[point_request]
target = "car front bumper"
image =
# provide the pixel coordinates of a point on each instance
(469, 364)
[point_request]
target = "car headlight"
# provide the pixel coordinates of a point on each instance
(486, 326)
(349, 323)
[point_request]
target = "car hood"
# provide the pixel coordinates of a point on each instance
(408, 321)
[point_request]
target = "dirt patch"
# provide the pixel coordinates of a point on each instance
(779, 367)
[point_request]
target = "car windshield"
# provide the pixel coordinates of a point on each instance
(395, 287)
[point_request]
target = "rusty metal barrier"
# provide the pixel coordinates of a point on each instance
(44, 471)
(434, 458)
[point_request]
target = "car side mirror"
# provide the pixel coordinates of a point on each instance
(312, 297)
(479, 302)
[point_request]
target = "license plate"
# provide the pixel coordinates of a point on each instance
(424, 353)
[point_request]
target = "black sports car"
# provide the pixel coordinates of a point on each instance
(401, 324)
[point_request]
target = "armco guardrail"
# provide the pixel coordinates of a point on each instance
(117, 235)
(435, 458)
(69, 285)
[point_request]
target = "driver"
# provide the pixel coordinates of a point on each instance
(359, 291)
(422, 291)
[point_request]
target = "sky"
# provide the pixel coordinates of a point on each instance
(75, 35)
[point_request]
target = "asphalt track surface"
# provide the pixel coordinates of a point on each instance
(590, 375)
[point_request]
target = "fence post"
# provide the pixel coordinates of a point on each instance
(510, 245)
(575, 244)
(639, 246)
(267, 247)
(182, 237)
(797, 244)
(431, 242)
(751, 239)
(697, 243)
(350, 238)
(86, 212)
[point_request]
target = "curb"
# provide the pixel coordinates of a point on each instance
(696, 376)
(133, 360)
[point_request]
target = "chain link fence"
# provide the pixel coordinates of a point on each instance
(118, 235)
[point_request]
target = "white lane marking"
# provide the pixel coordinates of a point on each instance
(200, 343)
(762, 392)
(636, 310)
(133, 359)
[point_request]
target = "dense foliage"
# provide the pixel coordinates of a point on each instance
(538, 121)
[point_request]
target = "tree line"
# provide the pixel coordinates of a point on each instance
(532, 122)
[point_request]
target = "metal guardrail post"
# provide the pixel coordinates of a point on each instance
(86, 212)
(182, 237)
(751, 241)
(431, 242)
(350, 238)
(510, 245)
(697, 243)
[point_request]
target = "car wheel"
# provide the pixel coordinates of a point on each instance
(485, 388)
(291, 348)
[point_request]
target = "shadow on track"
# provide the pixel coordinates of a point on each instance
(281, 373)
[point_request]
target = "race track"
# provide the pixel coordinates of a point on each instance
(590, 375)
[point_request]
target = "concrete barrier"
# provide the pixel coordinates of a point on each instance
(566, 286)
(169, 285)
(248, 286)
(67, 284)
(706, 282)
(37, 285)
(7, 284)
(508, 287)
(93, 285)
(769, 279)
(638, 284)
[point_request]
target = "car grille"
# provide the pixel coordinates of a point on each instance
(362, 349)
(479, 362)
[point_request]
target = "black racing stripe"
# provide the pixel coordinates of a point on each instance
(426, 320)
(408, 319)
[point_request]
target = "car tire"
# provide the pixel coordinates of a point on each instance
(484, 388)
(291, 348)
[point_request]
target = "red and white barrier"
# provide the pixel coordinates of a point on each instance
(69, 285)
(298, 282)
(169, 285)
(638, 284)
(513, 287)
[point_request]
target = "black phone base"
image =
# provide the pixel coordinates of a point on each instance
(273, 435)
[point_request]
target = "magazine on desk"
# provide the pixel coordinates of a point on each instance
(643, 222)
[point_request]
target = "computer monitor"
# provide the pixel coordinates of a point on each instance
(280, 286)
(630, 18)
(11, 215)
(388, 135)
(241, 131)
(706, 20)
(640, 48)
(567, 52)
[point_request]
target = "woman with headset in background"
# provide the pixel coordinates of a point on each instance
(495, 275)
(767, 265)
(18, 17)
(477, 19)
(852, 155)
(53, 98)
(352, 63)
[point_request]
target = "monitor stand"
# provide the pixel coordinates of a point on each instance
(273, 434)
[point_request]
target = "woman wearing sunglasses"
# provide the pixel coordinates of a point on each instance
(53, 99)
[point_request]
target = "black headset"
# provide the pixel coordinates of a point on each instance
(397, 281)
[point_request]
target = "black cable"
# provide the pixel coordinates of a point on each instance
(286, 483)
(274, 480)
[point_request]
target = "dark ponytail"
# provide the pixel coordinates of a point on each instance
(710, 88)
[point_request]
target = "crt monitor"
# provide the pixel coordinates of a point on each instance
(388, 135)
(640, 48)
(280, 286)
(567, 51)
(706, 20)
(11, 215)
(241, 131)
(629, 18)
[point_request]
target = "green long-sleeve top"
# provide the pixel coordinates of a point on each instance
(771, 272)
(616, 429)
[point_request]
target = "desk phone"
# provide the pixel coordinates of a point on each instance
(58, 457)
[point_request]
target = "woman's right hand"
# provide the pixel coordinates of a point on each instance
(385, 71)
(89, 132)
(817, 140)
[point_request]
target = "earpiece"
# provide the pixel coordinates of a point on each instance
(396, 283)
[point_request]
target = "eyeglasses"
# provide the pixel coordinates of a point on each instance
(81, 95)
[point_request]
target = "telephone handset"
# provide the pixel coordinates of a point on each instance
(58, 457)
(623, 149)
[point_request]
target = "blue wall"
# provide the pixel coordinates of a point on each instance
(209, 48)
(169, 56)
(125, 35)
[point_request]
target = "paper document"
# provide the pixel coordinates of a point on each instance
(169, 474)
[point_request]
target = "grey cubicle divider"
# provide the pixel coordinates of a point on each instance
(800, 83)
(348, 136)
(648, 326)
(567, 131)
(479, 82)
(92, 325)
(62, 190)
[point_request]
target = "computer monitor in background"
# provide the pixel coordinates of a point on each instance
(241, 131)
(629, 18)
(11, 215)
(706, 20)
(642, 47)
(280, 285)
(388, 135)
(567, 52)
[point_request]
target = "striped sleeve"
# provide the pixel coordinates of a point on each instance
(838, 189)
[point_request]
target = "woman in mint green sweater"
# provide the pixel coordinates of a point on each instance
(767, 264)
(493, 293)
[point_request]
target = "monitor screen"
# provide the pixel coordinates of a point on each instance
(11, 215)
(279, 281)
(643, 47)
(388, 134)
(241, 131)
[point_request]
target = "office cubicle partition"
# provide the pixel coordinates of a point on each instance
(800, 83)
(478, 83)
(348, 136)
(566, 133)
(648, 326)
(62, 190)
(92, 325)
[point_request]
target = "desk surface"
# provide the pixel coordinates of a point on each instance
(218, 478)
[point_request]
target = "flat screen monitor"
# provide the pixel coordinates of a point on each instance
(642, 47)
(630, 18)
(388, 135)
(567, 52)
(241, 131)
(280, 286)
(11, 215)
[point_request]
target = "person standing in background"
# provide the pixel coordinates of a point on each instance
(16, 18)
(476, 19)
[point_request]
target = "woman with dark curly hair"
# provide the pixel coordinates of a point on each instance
#####
Extract each line of the data above that contains the string "post".

target = "fence post"
target = "metal guardrail post"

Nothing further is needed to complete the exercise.